Give back the full listing, exactly as it is.

══════

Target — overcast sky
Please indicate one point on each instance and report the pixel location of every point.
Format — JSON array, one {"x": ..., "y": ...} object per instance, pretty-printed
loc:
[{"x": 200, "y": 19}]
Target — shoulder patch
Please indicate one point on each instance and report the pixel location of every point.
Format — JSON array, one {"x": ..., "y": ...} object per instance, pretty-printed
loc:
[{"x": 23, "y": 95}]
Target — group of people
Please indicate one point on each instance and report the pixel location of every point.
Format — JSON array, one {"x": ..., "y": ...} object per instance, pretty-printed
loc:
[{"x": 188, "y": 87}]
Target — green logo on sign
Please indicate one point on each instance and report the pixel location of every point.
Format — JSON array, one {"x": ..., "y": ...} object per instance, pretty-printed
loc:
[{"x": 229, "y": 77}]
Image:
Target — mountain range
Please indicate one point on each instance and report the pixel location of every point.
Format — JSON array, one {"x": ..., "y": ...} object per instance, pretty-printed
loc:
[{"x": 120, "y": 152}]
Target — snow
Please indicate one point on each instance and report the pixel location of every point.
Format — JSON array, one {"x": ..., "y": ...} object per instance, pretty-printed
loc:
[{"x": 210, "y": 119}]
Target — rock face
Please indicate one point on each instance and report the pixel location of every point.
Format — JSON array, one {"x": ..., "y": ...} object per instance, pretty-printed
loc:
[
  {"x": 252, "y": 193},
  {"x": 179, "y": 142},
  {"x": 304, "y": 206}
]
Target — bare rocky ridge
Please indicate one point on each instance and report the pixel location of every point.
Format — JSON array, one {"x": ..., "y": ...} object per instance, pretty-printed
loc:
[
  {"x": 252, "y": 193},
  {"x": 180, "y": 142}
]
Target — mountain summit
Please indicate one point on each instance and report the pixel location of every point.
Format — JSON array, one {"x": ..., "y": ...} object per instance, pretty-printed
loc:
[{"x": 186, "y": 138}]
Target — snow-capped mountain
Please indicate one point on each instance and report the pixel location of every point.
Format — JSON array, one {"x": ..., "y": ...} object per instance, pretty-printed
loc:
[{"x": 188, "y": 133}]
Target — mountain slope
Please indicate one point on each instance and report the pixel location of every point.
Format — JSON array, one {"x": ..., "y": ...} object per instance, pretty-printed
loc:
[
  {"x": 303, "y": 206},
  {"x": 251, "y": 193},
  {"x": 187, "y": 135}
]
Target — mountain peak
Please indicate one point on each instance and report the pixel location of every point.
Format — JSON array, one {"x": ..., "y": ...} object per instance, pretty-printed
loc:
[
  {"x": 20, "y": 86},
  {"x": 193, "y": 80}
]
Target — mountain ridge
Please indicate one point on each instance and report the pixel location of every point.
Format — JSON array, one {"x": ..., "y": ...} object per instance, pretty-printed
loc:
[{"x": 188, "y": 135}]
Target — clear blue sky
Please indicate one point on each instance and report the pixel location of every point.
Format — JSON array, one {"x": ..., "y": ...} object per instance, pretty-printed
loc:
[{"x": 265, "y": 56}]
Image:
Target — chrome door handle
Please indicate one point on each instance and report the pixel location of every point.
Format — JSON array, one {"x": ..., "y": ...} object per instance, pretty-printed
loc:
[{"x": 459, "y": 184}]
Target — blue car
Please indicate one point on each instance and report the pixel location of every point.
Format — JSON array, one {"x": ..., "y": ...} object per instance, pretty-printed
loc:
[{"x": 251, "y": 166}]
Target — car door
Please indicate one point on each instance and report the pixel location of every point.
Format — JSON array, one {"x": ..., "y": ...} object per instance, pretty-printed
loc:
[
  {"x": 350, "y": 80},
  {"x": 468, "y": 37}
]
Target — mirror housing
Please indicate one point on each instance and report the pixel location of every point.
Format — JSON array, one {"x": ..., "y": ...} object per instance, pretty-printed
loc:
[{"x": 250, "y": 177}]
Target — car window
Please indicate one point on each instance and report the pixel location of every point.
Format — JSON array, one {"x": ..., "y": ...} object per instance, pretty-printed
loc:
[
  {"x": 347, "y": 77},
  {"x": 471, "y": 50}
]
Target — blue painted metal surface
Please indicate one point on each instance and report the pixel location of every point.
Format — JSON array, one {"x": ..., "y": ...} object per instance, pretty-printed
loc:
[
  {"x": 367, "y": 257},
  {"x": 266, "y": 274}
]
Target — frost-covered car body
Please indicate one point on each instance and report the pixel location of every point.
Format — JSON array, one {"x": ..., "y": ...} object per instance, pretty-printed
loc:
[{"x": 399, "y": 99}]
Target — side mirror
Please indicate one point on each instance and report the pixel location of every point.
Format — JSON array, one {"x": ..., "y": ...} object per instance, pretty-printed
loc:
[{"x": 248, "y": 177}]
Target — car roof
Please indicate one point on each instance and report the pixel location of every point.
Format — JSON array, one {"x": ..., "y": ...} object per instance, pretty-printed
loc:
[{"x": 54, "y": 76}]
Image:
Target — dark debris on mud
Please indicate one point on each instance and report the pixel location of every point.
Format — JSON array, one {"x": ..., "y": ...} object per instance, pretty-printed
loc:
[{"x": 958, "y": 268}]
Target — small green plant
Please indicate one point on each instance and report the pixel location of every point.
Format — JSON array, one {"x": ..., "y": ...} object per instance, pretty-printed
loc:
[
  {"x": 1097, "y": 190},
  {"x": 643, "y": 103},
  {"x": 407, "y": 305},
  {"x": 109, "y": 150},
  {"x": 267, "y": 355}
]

══════

REPLY TO THE EXERCISE =
Target — overcast sky
Please indicate one point on each instance and report the pixel location of every point.
Format — JSON array, one {"x": ..., "y": ...} object per instance, pretty-printed
loc:
[{"x": 200, "y": 19}]
Target — shoulder patch
Please indicate one point on each instance and report the pixel location of every point.
Format — JSON array, one {"x": ..., "y": ...} object per instance, pretty-printed
loc:
[{"x": 23, "y": 95}]
Target — group of people
Please indicate one point on each instance and report the pixel location of every point.
Format — JSON array, one {"x": ..., "y": ...} object per instance, pretty-printed
loc:
[{"x": 188, "y": 87}]
Target — green logo on sign
Please indicate one point on each instance and report the pixel location of every point.
Format — JSON array, one {"x": ..., "y": ...} object per instance, pretty-printed
loc:
[{"x": 229, "y": 77}]
Image:
Target — mountain range
Please indicate one point on each instance and report the pixel location of every point.
Format — JSON array, one {"x": ..., "y": ...} object per instance, pretty-printed
loc:
[{"x": 120, "y": 152}]
Target — snow
Please indicate one point on each instance and report the pixel location of every point.
Format — JSON array, one {"x": ..., "y": ...} object per instance, pretty-printed
loc:
[{"x": 210, "y": 119}]
Target — rock face
Please indicate one point on each instance and report the pixel location of every point.
Format — JSON array, one {"x": ..., "y": ...} object per instance, pretty-printed
loc:
[
  {"x": 252, "y": 193},
  {"x": 179, "y": 142},
  {"x": 304, "y": 206}
]
Target — bare rocky ridge
Please indicate one point on each instance and report the pixel location of every point.
Format — JSON array, one {"x": ..., "y": ...} object per instance, pretty-printed
loc:
[
  {"x": 252, "y": 193},
  {"x": 180, "y": 142}
]
Target — mountain summit
Please indicate one point on each instance and report the pixel location of every point.
Format — JSON array, one {"x": ..., "y": ...} object per instance, pretty-printed
loc:
[{"x": 186, "y": 138}]
Target — snow-capped mountain
Please indicate one point on each instance and report the pixel location of every point.
Format — JSON array, one {"x": ..., "y": ...} object per instance, pretty-printed
loc:
[{"x": 188, "y": 133}]
Target — mountain slope
Please indicate one point on each instance and report the pixel location of every point.
Format — JSON array, one {"x": ..., "y": ...} object per instance, pretty-printed
loc:
[
  {"x": 303, "y": 206},
  {"x": 251, "y": 193},
  {"x": 187, "y": 135}
]
Target — mountain peak
Please indicate one point on each instance and report the pixel location of every point.
Format — JSON array, one {"x": ..., "y": ...} object per instance, pretty-printed
loc:
[
  {"x": 20, "y": 86},
  {"x": 193, "y": 80}
]
Target — mountain ridge
Please indicate one point on each instance and report the pixel location of every point.
Format — JSON array, one {"x": ..., "y": ...} object per instance, pretty-printed
loc:
[{"x": 188, "y": 135}]
Target — clear blue sky
Please indicate one point on each instance and report the pixel location of every point.
Format — JSON array, one {"x": ..., "y": ...} object per instance, pretty-printed
loc:
[{"x": 265, "y": 56}]
Image:
Target — chrome door handle
Please indicate one point on each instance and report the pixel location of every point.
Format — JSON array, one {"x": ..., "y": ...} object per instance, pretty-printed
loc:
[{"x": 459, "y": 184}]
Target — blue car
Please indicate one point on each instance and report the pixel location of every point.
Format — JSON array, one {"x": ..., "y": ...} object per instance, pretty-printed
loc:
[{"x": 251, "y": 166}]
Target — car door
Please indicate one point on each instance and report the pixel location of every point.
Format — JSON array, one {"x": ..., "y": ...} object per instance, pretty-printed
loc:
[
  {"x": 350, "y": 80},
  {"x": 468, "y": 37}
]
Target — mirror housing
Please indicate one point on each instance and report the pixel location of every point.
Format — JSON array, one {"x": ..., "y": ...} object per instance, pretty-printed
loc:
[{"x": 250, "y": 177}]
Target — car window
Please indicate one point on each instance and report the pixel location of every point.
Format — JSON array, one {"x": ..., "y": ...} object per instance, pretty-printed
loc:
[
  {"x": 347, "y": 77},
  {"x": 471, "y": 50}
]
Target — blue painted metal surface
Please indicate one point on each instance and report the pixel location of every point.
Format — JSON array, one {"x": ..., "y": ...} object per instance, pretty-printed
loc:
[
  {"x": 367, "y": 257},
  {"x": 266, "y": 274}
]
Target — frost-covered car body
Please indicate one point on each instance and report the pixel location of every point.
Format — JSON array, one {"x": ..., "y": ...} object per instance, pretty-printed
loc:
[{"x": 399, "y": 99}]
Target — side mirror
Please indicate one point on each instance and report the pixel location of every point.
Format — JSON array, one {"x": ..., "y": ...} object per instance, pretty-printed
loc:
[{"x": 248, "y": 177}]
Target — car roof
Please indicate one point on each instance and report the pixel location of every point.
Format — JSON array, one {"x": ..., "y": ...} object per instance, pretty-printed
loc:
[{"x": 54, "y": 76}]
Image:
Target — dark debris on mud
Please indicate one point on each instance and report the pixel location of every point.
Format — JSON array, one {"x": ..., "y": ...} object per instance, pretty-printed
loc:
[{"x": 958, "y": 268}]
Target — small green plant
Please indicate one point on each instance and report the pixel location of every point.
Format — JSON array, one {"x": ..., "y": ...} object per instance, pretty-printed
loc:
[
  {"x": 1097, "y": 190},
  {"x": 643, "y": 103},
  {"x": 407, "y": 305},
  {"x": 109, "y": 150},
  {"x": 267, "y": 355}
]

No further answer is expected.